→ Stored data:
:::
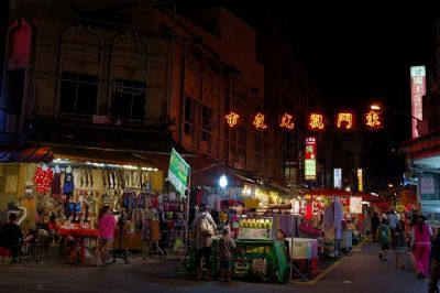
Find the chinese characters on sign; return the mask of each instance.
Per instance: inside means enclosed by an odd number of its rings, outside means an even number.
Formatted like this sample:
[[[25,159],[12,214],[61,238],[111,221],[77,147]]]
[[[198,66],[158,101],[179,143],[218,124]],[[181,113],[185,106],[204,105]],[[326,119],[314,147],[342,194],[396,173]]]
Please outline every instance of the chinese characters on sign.
[[[333,186],[337,189],[342,188],[342,169],[340,167],[333,169]]]
[[[364,124],[369,129],[374,130],[374,129],[381,129],[383,127],[381,112],[371,110],[363,117],[364,117]],[[230,128],[233,128],[239,123],[240,115],[231,111],[228,115],[226,115],[224,118],[228,126]],[[355,128],[354,122],[355,122],[354,115],[352,112],[339,112],[336,116],[334,127],[337,129],[351,130]],[[264,113],[261,112],[256,113],[253,118],[252,123],[256,129],[267,129],[266,117]],[[307,126],[308,130],[310,131],[324,130],[326,124],[323,115],[310,113],[308,116]],[[294,130],[295,129],[294,116],[290,113],[284,113],[280,117],[279,127],[286,128],[288,130]]]
[[[363,178],[363,171],[362,169],[358,169],[358,191],[364,191],[364,178]]]
[[[257,113],[254,118],[254,126],[256,129],[266,129],[267,126],[264,123],[264,115]]]
[[[411,115],[422,120],[422,97],[426,95],[426,68],[425,66],[411,66]],[[413,139],[418,138],[417,120],[413,119]]]
[[[362,214],[362,197],[350,197],[350,214]]]
[[[239,118],[240,116],[235,112],[230,112],[229,115],[226,116],[227,118],[227,122],[229,124],[229,127],[234,127],[237,126],[237,123],[239,122]]]
[[[353,128],[353,115],[349,112],[340,112],[338,113],[337,127],[339,129],[352,129]]]
[[[174,149],[172,149],[172,155],[169,156],[168,181],[182,195],[185,195],[189,172],[189,165]]]
[[[317,139],[315,137],[307,137],[306,150],[304,155],[306,181],[316,180],[316,174],[317,174],[316,156],[317,156]]]
[[[295,124],[294,124],[294,122],[292,120],[293,120],[293,116],[288,115],[288,113],[285,113],[282,117],[282,122],[279,123],[279,127],[285,127],[285,128],[290,129],[290,130],[294,129]]]
[[[373,110],[365,115],[365,124],[370,128],[380,128],[382,126],[378,113]]]
[[[323,130],[323,117],[320,113],[311,113],[308,122],[309,130]]]

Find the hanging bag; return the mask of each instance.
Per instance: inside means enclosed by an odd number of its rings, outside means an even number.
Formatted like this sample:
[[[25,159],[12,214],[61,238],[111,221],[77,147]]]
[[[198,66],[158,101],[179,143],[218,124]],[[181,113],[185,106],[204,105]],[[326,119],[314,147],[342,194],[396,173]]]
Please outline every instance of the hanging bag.
[[[209,221],[207,216],[205,216],[200,219],[199,231],[205,236],[215,236],[216,235],[216,231],[213,230],[213,226]]]

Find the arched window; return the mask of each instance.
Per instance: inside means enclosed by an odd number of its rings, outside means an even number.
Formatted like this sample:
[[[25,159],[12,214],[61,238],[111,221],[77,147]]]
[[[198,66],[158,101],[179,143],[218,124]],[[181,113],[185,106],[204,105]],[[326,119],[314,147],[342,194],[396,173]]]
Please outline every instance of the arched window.
[[[141,37],[120,35],[112,44],[110,110],[120,120],[144,120],[148,80],[148,45]]]
[[[58,111],[62,115],[98,113],[102,40],[86,28],[70,28],[62,40]]]

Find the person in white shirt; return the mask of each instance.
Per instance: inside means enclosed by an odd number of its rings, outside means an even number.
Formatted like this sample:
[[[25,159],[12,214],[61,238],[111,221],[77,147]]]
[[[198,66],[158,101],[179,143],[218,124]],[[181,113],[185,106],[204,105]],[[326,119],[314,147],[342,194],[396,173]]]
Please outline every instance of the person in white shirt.
[[[396,229],[399,220],[397,218],[396,211],[394,211],[394,209],[389,210],[388,225],[389,228],[392,229],[392,235],[394,235],[394,230]]]

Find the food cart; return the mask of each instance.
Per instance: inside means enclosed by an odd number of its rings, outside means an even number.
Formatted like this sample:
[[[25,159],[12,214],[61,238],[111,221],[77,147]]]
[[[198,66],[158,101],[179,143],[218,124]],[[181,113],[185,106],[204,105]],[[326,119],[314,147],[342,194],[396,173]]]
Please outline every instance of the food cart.
[[[288,261],[286,245],[271,239],[272,217],[240,217],[235,251],[232,256],[232,276],[249,281],[287,282]],[[219,271],[218,237],[212,239],[211,272]],[[205,263],[205,262],[204,262]],[[196,251],[193,250],[188,272],[196,269]],[[205,268],[202,264],[201,269]]]

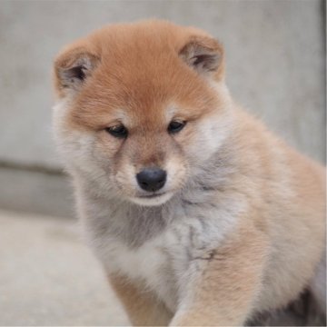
:::
→ Given exercise: Rewrite the listing with every "Per instance" swapped for "For each instance", keeping all other text unchanged and leaving out the pictures.

→ Task output:
Find the chinese characters on sign; return the mask of each instance.
For each instance: inside means enclosed by an odd number of its rings, outside means an even number.
Formatted like this sample:
[[[25,159],[12,214],[61,238],[111,221],[77,147]]]
[[[198,66],[158,101],[179,143],[218,124]],[[181,113],[185,106],[204,105]],[[326,119],[314,147],[342,194],[396,173]]]
Please outline every instance of the chinese characters on sign.
[[[333,186],[337,189],[342,188],[342,169],[340,167],[333,169]]]
[[[364,124],[369,129],[374,130],[374,129],[381,129],[383,127],[381,112],[371,110],[363,117],[364,117]],[[230,128],[233,128],[239,123],[240,115],[231,111],[228,115],[226,115],[224,118],[228,126]],[[355,128],[354,122],[355,122],[354,115],[352,112],[339,112],[336,116],[334,127],[337,129],[351,130]],[[264,113],[261,112],[256,113],[253,118],[252,123],[256,129],[267,129],[266,117]],[[307,126],[308,130],[310,131],[324,130],[326,124],[323,115],[310,113],[308,116]],[[294,130],[295,129],[294,116],[290,113],[284,113],[280,117],[279,127],[286,128],[288,130]]]
[[[363,178],[363,171],[362,169],[358,169],[358,191],[364,191],[364,178]]]
[[[257,113],[254,118],[254,126],[256,129],[266,129],[267,126],[264,123],[264,115]]]
[[[411,115],[422,120],[422,97],[426,95],[426,68],[425,66],[411,66]],[[413,139],[418,138],[417,120],[413,119]]]
[[[362,214],[362,197],[350,197],[350,214]]]
[[[239,118],[240,116],[235,112],[230,112],[229,115],[226,116],[227,118],[227,122],[229,124],[229,127],[234,127],[237,126],[237,123],[239,122]]]
[[[353,128],[353,115],[349,112],[340,112],[338,113],[337,127],[339,129],[352,129]]]
[[[174,149],[172,149],[172,155],[169,156],[168,181],[182,195],[185,195],[189,172],[189,165]]]
[[[317,139],[315,137],[307,137],[306,150],[304,155],[306,181],[316,180],[316,174],[317,174],[316,156],[317,156]]]
[[[295,124],[294,124],[294,122],[292,120],[293,120],[293,116],[288,115],[288,113],[285,113],[282,117],[282,122],[279,123],[279,127],[285,127],[285,128],[290,129],[290,130],[294,129]]]
[[[373,110],[365,115],[365,124],[370,128],[380,128],[382,126],[378,113]]]
[[[323,130],[323,117],[320,113],[311,113],[308,122],[309,130]]]

Find the hanging bag; return the mask of each instance.
For each instance: inside means enclosed by an odd number of its rings, outside means an even number.
Formatted like this sample:
[[[25,159],[12,214],[61,238],[111,221],[77,147]]]
[[[198,66],[158,101],[179,143],[218,124]],[[181,113],[185,106],[204,105]],[[326,119],[314,147],[342,194],[396,173]]]
Please outline every instance of the hanging bag.
[[[209,221],[207,216],[205,216],[200,219],[199,231],[205,236],[215,236],[216,235],[216,231],[213,230],[213,226]]]

Find the arched window; return the mask of each instance.
For each instance: inside means enclosed by an odd number of its rings, outside means an even number.
Formatted like this sample:
[[[25,159],[12,214],[61,238],[111,221],[77,147]]]
[[[198,66],[158,101],[179,143],[218,124]],[[181,113],[185,106],[204,105]],[[326,119],[314,147],[342,194],[396,173]]]
Please outline every instance of the arched window.
[[[141,37],[120,35],[112,44],[110,110],[120,120],[144,120],[148,80],[148,45]]]
[[[58,111],[62,115],[98,113],[102,40],[86,28],[70,28],[62,40]]]

Find the person in white shirt; return the mask of each instance.
For each instance: inside means enclosed by an odd number of its rings, outside means an even number.
Formatted like this sample:
[[[25,159],[12,214],[61,238],[111,221],[77,147]]]
[[[198,66],[158,101],[179,143],[218,124]],[[181,113],[185,106],[204,105]],[[326,119],[314,147],[342,194],[396,173]]]
Please outline every instance of the person in white shirt.
[[[396,229],[399,220],[397,218],[396,211],[394,211],[394,209],[389,210],[388,225],[389,228],[392,229],[392,235],[394,235],[394,230]]]

Find the food cart; return the mask of each instance.
For each instance: inside means enclosed by an odd number of its rings, outside means an even number.
Formatted like this sample:
[[[25,159],[12,214],[61,238],[111,221],[77,147]]]
[[[198,66],[158,101],[179,143],[218,124]],[[181,113],[185,106],[204,105]],[[326,119],[314,147],[342,194],[396,173]]]
Please outline every instance of the food cart.
[[[288,261],[286,245],[271,239],[272,217],[240,217],[235,251],[232,256],[232,276],[249,281],[287,282]],[[219,271],[218,237],[212,239],[211,272]],[[205,263],[205,262],[204,262]],[[196,251],[193,250],[188,272],[196,269]],[[205,268],[202,264],[201,269]]]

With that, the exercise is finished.